Exercise instructions:
1 - In the article on luxury retailers offering food, rewrite the passage that begins at the words "Laduree, one of" and stops after the words "in New York.", substituting "macarons" for "macaroons".
2 - Pick up the article on luxury retailers offering food where it ends, and continue it.

Source document:
** start **

PARIS — Is the way to a luxury customer's wallet through her stomach?
Perhaps, which is why a growing number of luxury flagships and multibrand retailers now offer food products and services as a value-added feature, revenue stream and an attraction in and of themselves.
This winter alone, Gucci has christened a cafe in its new Ginza building in Tokyo, Lane Crawford in Hong Kong has opened a "chocolate room" at its flagship, Dolce & Gabbana is serving up martinis at its new Shanghai flagship, and Hermès is shepherding shoppers to cafe tables at its new Seoul maison and its expanded Ginza store in Tokyo. Next year, Italian eateries will open in the new Ginza flagships of Giorgio Armani and Bulgari.
Laduree, one of Paris' marquee pastry purveyors, is gearing up for an international expansion push to place its colorful macaroons — featured prominently in Sofia Coppola's film "Marie Antoinette" — in Mitsukoshi in Tokyo, Villa Moda in Kuwait and the renovated Plaza Hotel complex in New York.
"I definitely see a strong link between fashion and food since they are both an important part of our lifestyle," said Shiekh Majed Al-Sabah, president of Villa Moda, who disclosed he has seven food-related projects in the works, including branches of Bubo from Barcelona, TMSK from Shanghai and The Temple Club from Ho Chi Minh City. "You are talking to a much bigger customer base in food, but using the power of the fashion brands to attract. I actually established Villa Moda Food Co., which will handle all these operations."

** end **

(Outline labeling records)
** start **

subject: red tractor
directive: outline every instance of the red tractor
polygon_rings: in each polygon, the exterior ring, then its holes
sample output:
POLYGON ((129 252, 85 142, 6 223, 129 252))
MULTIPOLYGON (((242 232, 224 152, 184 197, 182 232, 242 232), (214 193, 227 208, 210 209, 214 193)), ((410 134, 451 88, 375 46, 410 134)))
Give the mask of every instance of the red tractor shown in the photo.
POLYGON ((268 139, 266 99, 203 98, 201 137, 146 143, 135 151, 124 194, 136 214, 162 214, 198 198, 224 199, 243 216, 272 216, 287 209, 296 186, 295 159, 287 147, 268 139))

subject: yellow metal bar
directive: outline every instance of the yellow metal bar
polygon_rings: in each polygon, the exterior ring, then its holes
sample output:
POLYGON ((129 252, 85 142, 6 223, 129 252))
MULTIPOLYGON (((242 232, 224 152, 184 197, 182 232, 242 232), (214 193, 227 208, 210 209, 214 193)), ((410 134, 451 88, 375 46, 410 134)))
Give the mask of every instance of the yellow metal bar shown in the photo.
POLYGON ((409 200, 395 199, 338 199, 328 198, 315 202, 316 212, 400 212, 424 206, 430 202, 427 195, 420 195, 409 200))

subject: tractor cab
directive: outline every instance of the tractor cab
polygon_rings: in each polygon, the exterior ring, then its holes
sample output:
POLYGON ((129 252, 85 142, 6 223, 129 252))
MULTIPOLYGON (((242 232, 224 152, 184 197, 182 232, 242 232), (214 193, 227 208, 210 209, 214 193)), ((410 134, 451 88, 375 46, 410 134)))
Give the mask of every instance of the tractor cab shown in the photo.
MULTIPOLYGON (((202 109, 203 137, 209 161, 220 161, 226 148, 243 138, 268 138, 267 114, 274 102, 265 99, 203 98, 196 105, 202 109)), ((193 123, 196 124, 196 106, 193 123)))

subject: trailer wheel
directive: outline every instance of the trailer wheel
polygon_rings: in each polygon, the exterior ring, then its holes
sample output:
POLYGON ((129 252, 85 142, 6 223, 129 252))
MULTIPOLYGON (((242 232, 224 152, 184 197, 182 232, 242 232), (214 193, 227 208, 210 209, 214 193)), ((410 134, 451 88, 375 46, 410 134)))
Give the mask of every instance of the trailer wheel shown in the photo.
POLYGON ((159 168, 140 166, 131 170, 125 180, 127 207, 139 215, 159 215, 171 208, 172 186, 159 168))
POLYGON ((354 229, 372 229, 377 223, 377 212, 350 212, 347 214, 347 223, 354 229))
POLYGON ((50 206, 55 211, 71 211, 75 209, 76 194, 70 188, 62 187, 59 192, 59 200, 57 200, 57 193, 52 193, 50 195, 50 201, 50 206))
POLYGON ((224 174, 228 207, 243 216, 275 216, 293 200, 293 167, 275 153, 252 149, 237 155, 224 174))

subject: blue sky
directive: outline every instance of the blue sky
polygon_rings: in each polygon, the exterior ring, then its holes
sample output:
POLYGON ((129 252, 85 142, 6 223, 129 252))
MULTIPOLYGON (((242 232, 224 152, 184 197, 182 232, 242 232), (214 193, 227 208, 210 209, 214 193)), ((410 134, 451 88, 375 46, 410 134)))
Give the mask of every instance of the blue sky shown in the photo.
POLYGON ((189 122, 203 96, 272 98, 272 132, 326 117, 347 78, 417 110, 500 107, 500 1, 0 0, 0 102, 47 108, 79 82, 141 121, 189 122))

** end **

The replies:
1 -
Laduree, one of Paris' marquee pastry purveyors, is gearing up for an international expansion push to place its colorful macarons — featured prominently in Sofia Coppola's film "Marie Antoinette" — in Mitsukoshi in Tokyo, Villa Moda in Kuwait and the renovated Plaza Hotel complex in New York.

2 -
Andrew Keith, vice president of merchandising at Lane Crawford, described the retailer's showcase of six international gourmet chocolate brands as a "huge success," adding, "the idea is to bring newness into the marketplace."
Lane Crawford also has a restaurant specializing in Mediterranean cuisine at its flagship IFC location, plus Champagne and martini bars scattered throughout various departments. "We're looking at how we can incorporate that into other locations," Keith noted. "The customers are really open to experimenting."
For example, he cited brisk sales of Dom Perignon in a special package in collaboration with industrial designer Marc Newson.Certain designers and retailers have long incorporated restaurants, cafes or bars into their brand universe; Giorgio Armani and the London retailer Joseph frequently are cited as pioneers. Department stores Harrods and Selfridges in London have long been renowned for their food halls, but rival Harvey Nichols took it one step further in the Nineties, installing a fifth floor on its Knightsbridge flagship to house an expensive restaurant, cafe, coffee bar, wine store and gourmet food department that became an immediate success.
But the infiltration of fine food and drinks on the fashion floor is accelerating.
In Japan, where luxury spending is diversifying into fine food and wine, retailers are adapting quickly. Earlier this month, Isetan unveiled a revamped food hall that included a special corner for wines and additive-free sakes.
Lineups for a table at Gucci's Ginza cafe are commonplace on weekends, and the tiramisu, dusted with cocoa powder in the form of the "GG" logo, is among the most popular dishes.
"Our customers appreciate the best of everything — that goes for food and drink as well as handbags, shoes and clothing," said Gucci chief executive officer Mark Lee. "They also appreciate exclusive experiences, and that's what the Ginza Cafe provides."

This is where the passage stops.